## [Written task A]
Reproduce verbatim the part of the turbidity text starting with "We also encourage" and going on through "additional sediment influx.".
## [Written task B]
Answer these questions using the turbidity text:
(i) What wavelength of light is used when FNU is the correct unit?
(ii) In a rural setting, what may runoff from rain and melting snow pick up?
(iii) What are silt fences used to contain?

## [Text excerpt]
Turbidity Measurement And Monitoring In Water Quality Analysis

What Is Turbidity?

Simply put, turbidity is the measurement of water clarity (i.e., transparency). Suspended particles – such as silt, algae, plankton, and sewage – can cause water to appear cloudy or murky. These particles scatter and absorb light rays rather than allowing light to be transmitted straight through the water.1

A higher turbidity reading represents cloudier and ‘thicker’ water with more particles throughout. When water is clear, it has low turbidity levels.

What Units Are Used for Turbidity?

Turbidity measurements are most commonly presented in Nephelometric Turbidity Units (NTU) or Formazin Nephelometric Units (FNU). While they are often used interchangeably, these units for turbidity are different – they represent the turbidity measurement method used.

NTU represents turbidity readings captured using a white light at a 90-degree detection angle. Sensors that use this type of measurement method are compliant with EPA Method 180.1.1

In contrast, FNU is the correct unit when using an 860 nm light (near IR) with a 90-degree detection angle. Sensors using this method are typically compliant with ISO7027.1

Check out the Light Source and the Angle of the Detector(s) sections to learn more!

We also encourage you to check out our technical note on Turbidity Units and Calibration Solutions, and our blog post on Turbidity Measurements: Tips and Precautions.

What Are Sources of Turbidity?

There are several ways particulates can get into a natural body of water, causing an increase in turbidity. The first is storm runoff.

As rain and melting snow flow across the landscape, particulate matter is picked up. This may be pollutants, dust, pet waste, and more in an urban environment. In a rural setting, this may be loose soil or leaves. As rainfall enters a water body, the velocity will increase, eroding riverbanks and causing additional sediment influx.

Spikes in turbidity can be tied to a number of different sources, many of which are listed below:

Wind erosion is a less common source of turbidity. Dust devils, tornadoes, and heavy wind can displace soil from the top of the ground and then suspend it in the air. The sediment will eventually drop out of the air and fall to the ground, potentially landing in a water body.

Coastal erosion is another source of turbidity. Waves naturally stir up sand from the bottom of the ocean and deposit it on the beach, but they also take sand from the beach back out to sea.

As land is cleared for building, rain events can cause loose sediment from construction sites to wash away. Silt fences are used to contain this runoff, but they aren’t always 100% effective, especially during significant storm events.

## [Dataset extract]
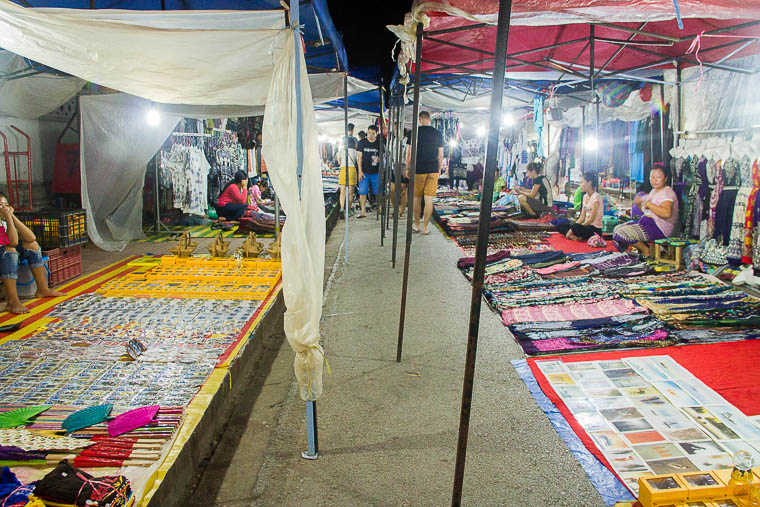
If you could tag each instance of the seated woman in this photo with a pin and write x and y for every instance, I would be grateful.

## [Result A]
We also encourage you to check out our technical note on Turbidity Units and Calibration Solutions, and our blog post on Turbidity Measurements: Tips and Precautions.

What Are Sources of Turbidity?

There are several ways particulates can get into a natural body of water, causing an increase in turbidity. The first is storm runoff.

As rain and melting snow flow across the landscape, particulate matter is picked up. This may be pollutants, dust, pet waste, and more in an urban environment. In a rural setting, this may be loose soil or leaves. As rainfall enters a water body, the velocity will increase, eroding riverbanks and causing additional sediment influx.

## [Result B]
(i) An 860 nm light (near IR)
(ii) Loose soil or leaves
(iii) Runoff of loose sediment from construction sites